DATA TO PROCESS Block Start

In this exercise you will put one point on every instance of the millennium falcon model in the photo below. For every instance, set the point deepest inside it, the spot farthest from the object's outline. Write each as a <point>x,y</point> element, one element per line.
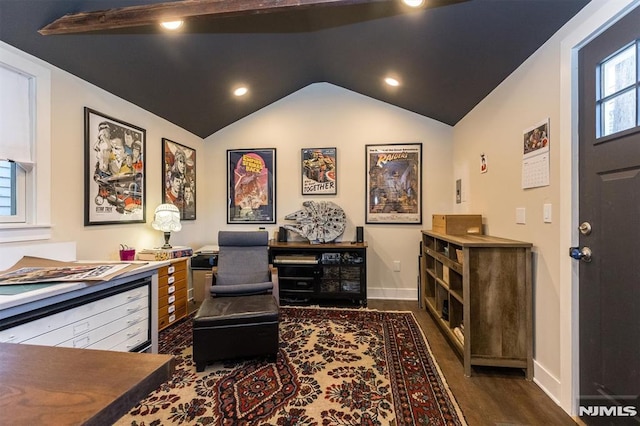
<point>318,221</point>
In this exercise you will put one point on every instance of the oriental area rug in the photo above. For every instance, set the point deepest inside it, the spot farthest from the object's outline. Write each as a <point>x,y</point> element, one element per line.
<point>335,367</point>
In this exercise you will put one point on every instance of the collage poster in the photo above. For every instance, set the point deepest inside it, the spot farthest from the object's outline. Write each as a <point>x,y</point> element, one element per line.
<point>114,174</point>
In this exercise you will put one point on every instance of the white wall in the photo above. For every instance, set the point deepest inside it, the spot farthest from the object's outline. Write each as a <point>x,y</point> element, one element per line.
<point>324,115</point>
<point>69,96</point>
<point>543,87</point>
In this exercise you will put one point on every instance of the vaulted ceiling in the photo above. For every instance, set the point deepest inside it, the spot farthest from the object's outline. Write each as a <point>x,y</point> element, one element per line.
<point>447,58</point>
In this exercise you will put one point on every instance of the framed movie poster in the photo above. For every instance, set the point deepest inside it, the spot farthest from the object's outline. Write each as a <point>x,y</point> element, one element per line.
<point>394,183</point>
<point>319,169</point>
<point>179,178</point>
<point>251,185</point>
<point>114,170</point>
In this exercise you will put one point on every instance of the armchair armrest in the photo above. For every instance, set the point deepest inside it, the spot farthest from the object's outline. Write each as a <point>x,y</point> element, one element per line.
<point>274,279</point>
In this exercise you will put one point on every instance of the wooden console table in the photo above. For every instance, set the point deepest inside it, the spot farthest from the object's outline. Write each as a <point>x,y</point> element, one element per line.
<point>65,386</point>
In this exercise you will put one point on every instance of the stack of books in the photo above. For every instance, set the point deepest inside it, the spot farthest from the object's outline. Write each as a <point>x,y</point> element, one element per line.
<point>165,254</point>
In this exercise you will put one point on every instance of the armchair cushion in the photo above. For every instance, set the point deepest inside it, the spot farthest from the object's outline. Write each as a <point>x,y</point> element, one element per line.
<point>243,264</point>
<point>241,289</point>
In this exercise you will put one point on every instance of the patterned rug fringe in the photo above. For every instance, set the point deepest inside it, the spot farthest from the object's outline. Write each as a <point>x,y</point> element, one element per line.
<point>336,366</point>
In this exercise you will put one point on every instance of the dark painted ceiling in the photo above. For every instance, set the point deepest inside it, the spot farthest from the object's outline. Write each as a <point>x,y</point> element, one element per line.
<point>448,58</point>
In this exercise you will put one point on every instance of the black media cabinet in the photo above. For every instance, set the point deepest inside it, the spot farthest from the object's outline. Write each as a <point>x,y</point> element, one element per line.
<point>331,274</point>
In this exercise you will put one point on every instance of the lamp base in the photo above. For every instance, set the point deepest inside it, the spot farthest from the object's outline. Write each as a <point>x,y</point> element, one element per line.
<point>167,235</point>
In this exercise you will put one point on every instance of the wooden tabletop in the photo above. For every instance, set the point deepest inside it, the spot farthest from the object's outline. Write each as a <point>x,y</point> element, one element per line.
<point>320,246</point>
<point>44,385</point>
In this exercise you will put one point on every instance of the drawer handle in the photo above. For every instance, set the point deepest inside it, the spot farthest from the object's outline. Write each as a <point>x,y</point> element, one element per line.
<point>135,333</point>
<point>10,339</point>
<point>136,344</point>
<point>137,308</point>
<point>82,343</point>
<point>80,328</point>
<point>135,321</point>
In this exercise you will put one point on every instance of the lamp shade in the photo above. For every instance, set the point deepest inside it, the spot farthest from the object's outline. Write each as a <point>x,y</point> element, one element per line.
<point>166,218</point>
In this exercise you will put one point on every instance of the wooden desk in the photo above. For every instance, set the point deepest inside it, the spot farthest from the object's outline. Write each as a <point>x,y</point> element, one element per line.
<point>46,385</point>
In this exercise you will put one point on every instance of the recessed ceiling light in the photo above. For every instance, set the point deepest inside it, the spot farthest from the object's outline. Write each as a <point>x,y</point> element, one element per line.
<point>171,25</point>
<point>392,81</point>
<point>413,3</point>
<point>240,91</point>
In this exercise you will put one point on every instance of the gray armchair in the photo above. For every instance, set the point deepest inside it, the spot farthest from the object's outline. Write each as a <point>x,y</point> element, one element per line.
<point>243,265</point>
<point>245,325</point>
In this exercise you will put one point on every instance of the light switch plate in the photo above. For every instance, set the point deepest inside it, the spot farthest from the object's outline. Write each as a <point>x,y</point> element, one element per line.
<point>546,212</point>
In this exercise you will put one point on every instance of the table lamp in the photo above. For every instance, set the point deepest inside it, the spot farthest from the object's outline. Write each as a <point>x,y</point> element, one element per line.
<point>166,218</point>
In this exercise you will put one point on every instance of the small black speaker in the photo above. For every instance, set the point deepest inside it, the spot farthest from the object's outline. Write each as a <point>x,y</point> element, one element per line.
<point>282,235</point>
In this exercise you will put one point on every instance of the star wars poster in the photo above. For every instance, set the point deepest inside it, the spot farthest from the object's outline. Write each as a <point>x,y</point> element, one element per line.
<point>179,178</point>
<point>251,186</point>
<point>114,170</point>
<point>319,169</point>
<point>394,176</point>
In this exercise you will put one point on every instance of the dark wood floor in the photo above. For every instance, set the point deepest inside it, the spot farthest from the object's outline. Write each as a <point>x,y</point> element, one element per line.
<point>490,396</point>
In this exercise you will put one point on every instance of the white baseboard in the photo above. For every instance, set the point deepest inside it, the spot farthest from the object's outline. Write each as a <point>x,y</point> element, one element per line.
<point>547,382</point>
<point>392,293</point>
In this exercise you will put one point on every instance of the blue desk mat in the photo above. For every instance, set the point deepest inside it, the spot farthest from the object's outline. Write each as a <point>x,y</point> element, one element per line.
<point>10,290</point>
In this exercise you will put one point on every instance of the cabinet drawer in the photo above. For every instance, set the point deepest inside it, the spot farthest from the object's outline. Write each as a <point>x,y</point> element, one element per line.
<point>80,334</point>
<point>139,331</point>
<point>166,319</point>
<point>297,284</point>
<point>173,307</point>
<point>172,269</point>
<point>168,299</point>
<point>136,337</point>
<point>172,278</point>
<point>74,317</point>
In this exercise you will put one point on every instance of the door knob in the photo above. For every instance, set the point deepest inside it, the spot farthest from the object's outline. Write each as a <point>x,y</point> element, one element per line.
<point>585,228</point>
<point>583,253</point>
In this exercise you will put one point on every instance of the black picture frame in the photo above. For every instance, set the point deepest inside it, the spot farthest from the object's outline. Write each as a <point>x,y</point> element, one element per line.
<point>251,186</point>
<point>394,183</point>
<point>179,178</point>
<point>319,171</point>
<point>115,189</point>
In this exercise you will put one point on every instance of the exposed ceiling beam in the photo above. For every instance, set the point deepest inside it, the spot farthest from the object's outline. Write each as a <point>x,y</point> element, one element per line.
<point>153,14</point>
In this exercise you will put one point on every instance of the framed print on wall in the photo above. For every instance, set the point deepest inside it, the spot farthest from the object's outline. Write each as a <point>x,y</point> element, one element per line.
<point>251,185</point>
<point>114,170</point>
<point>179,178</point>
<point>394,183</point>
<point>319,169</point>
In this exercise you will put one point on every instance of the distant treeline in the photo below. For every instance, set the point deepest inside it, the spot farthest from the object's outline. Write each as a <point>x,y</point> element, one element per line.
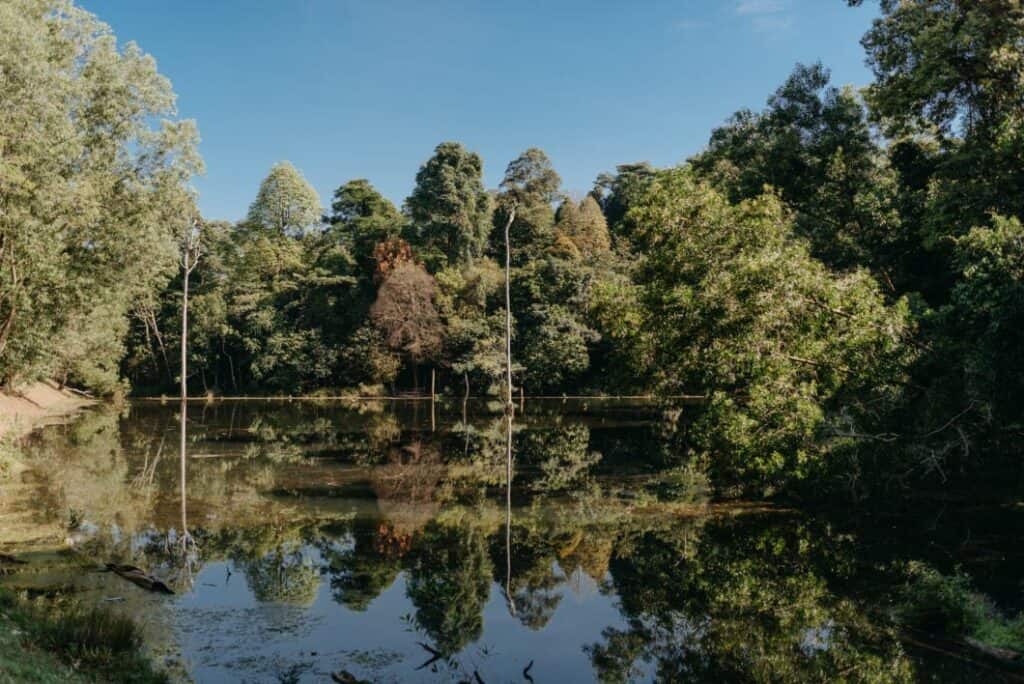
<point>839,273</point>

DATA TO PROCESS Block End

=== ASSIGNMENT ===
When you set down the records above, copy every line exactly and exclude the pictures.

=== TASK SOLUTION ===
In this exercise you will put one point on every instance of the millennium falcon model in the photo below. For every instance, set the point deepest inside it, the spot farthest from the object's outline. Write each as a <point>x,y</point> element, one element per line.
<point>318,221</point>
In this exercise you will put one point on every instance of the oriental area rug in the photo above. For every instance, set the point deepest inside it, the spot farthest from the object's outline. Write each as a <point>x,y</point> element, one element per line.
<point>335,367</point>
In this exercise you will put one point on every instance of the collage poster in the photo above. For every instance, set the point deepest inside it, the spot farthest from the object's outline. Write each as a <point>x,y</point> element, one element per line.
<point>114,174</point>
In this exercise you will put one point on every instance of the white wall in the photo above. For every instance, set the point deepest inside it, the spot farthest from the object's outline. Write each as a <point>x,y</point> element, one element per line.
<point>324,115</point>
<point>69,96</point>
<point>543,87</point>
In this exercise you will put one point on every instance of the vaulted ceiling in the photo above. For every instance, set the point deepest inside it, the spot farthest from the object's outline. Write each as a <point>x,y</point> element, one element per line.
<point>447,58</point>
In this exercise you will put one point on every instance of the framed movie poster in the photo above. For every instance, set the point deepest inside it, the spot farthest from the object's outline. Write each as a <point>x,y</point> element, one element per line.
<point>394,183</point>
<point>319,169</point>
<point>179,178</point>
<point>251,185</point>
<point>114,170</point>
In this exercise you will put one point on every instance of the armchair armrest in the photo above. For every instance, set the point deepest inside it, the spot farthest from the object's outline. Write each as a <point>x,y</point> element, one element per line.
<point>274,279</point>
In this exercise you will put one point on every instance of the wooden console table in the photo above. For every instance, set the point deepest inside it, the spot farthest from the object's outline. Write each as a <point>x,y</point> element, one element per line.
<point>65,386</point>
In this exercise you will put one point on every instance of the stack of books in the photo above. For every instance, set the point deepest inside it, the spot farthest from the object's outline. Write each as a <point>x,y</point> element, one element per line.
<point>165,254</point>
In this exercise you will put one point on every instance of the armchair cushion in the photo above. For every instance, set the point deepest inside it, the spot farthest from the object's outline. Write each as a <point>x,y</point> element, one element per line.
<point>243,264</point>
<point>241,289</point>
In this exercise you will put one point on every instance of the patterned rug fringe in the photo above. For every instance, set the point deepest inside it, the spot farthest from the object's outline. Write each as a <point>x,y</point> element, one element per line.
<point>336,366</point>
In this exercise you will put one point on every instance of the dark painted ceiling in the photo above. For every instance, set the point deepest inside it, the spot farthest from the object's outline. Write each as a <point>x,y</point> element, one element per line.
<point>448,58</point>
In this exercise you will put one point on every instance of the black media cabinet in the photo above. For every instance, set the point deepest inside it, the spot farthest from the object's outline. Write each as a <point>x,y</point> element, one element per line.
<point>331,274</point>
In this exercise you will put one point on every instance of the lamp base in the photo above. For every instance, set the point deepest inside it, the spot farthest from the object's outline. Write each as a <point>x,y</point> element, one element per line.
<point>167,235</point>
In this exercise you will put one point on every instance of the wooden tabletop in the photo above. For every instance, set the point deepest inside it, the spot farthest from the object's outline. Write each as a <point>x,y</point> element, one element per line.
<point>320,246</point>
<point>44,385</point>
In this exercise you will put one point on every instance of the drawer handle in the photo above. For every instance, set the point deepest inside it, the spot farthest from the object's outline. Write each as a <point>x,y</point> element, one element per line.
<point>135,333</point>
<point>10,339</point>
<point>136,344</point>
<point>137,308</point>
<point>82,343</point>
<point>80,328</point>
<point>135,321</point>
In this exercise you will put one point on every instance of the lamp shade in the photo above. For every instance, set the point deepest inside it, the spot farthest from the object's outline. Write each as a <point>x,y</point> element, one element per line.
<point>166,218</point>
In this exercise you will put one point on every instance of the wooden desk in the photo above. For every instance, set the point deepest inside it, the spot farthest from the object's outline. Write each as a <point>x,y</point> element, one element per line.
<point>46,385</point>
In this exercise you will put one point on every instance of the recessed ceiling light in the photo above. For every instance, set the point deepest inside it, the spot farthest from the object's outline. Write each as a <point>x,y</point> element, one element per line.
<point>171,25</point>
<point>392,81</point>
<point>413,3</point>
<point>240,91</point>
In this exercise you will put one point on every instance of the gray armchair in the photo above. For every instance, set the point deepest inside it, the spot farthest from the object's outline. Write each as a <point>x,y</point> element, one element per line.
<point>243,265</point>
<point>245,325</point>
In this exercise you will put one point on every instance of the light switch plate in the photo above. For every instance, set the point deepest inside it, the spot farthest from the object's outline. Write each as a <point>x,y</point> element, one element per line.
<point>546,212</point>
In this exercise you will put one point on every instance of the table lamp in the photo above. For every instance, set the point deepest inside it, the spot farthest from the object's outline. Write each as a <point>x,y</point> element, one element per line.
<point>166,218</point>
In this exercise you will put one point on every instance of the small black speaker in the photo above. For every instance, set the point deepest inside it, the spot farthest from the object's outline. Write each as a <point>x,y</point> element, one element per line.
<point>282,235</point>
In this exercise you will put one point on every instance of the star wars poster in the photo above. For every instance, set the point deepest inside it, the spot farthest from the object's outline. Write each as a <point>x,y</point> element, one element per line.
<point>179,178</point>
<point>251,186</point>
<point>114,170</point>
<point>319,169</point>
<point>394,176</point>
In this exercise you will put one point on every instance of the dark wood floor in the photo above. For every instance, set the point deepest inside it, the spot farthest from the object's outline. Write each as a <point>x,y</point> element, one element per line.
<point>490,396</point>
In this exercise you will put one point on every instance of the white baseboard in the photo above. For every instance, set the point deepest inside it, the spot farthest from the object's outline. Write each as a <point>x,y</point> element, one element per line.
<point>547,382</point>
<point>392,293</point>
In this exercise you will put one point on every instance of the blue desk mat in the photo above. For every instance, set the point deepest inside it, the spot farthest from the object's outline. Write each as a <point>x,y</point> element, one element per line.
<point>10,290</point>
In this exercise you will put one point on every instance of the cabinet drawer in the photo above. For every instance, set the point deepest inside it, the spot farthest from the object's outline. Write each as a <point>x,y</point> element, one element per line.
<point>80,334</point>
<point>139,331</point>
<point>166,319</point>
<point>297,284</point>
<point>173,307</point>
<point>172,269</point>
<point>168,299</point>
<point>136,337</point>
<point>172,278</point>
<point>74,317</point>
In this exercise you will put one point on every instance of the door knob in the photo above. For every instance, set the point deepest inside it, the spot farthest from the object's outline. Write each as a <point>x,y</point> element, one element per line.
<point>585,228</point>
<point>583,253</point>
In this exercise you will put one point on every instance of the black picture frame in the photo above. For every instance, set the point deepest inside it, the spot farthest from the object's outline. Write each as a <point>x,y</point> element, one element per line.
<point>251,186</point>
<point>394,183</point>
<point>179,178</point>
<point>319,171</point>
<point>115,189</point>
In this exercise you will put one point on every instance of the exposed ceiling beam in the photo above. For every instance, set the point deepest inside it, the spot farthest from the object's outline. Write each as a <point>x,y</point> element, one element per line.
<point>153,14</point>
In this exercise you will put one point on every instance of the framed print on wall in the photo above. For every instance, set the point deepest inside it, the spot farthest from the object's outline. Write each as a <point>x,y</point> element, one element per line.
<point>251,185</point>
<point>114,170</point>
<point>179,178</point>
<point>394,183</point>
<point>319,169</point>
In this exercise you will put one point on every instance of the distant treeline in the photo below. For every instance, set the point deepest inside it, the spot farthest from the object's outline. Write each as a <point>x,y</point> element, one element per line.
<point>839,273</point>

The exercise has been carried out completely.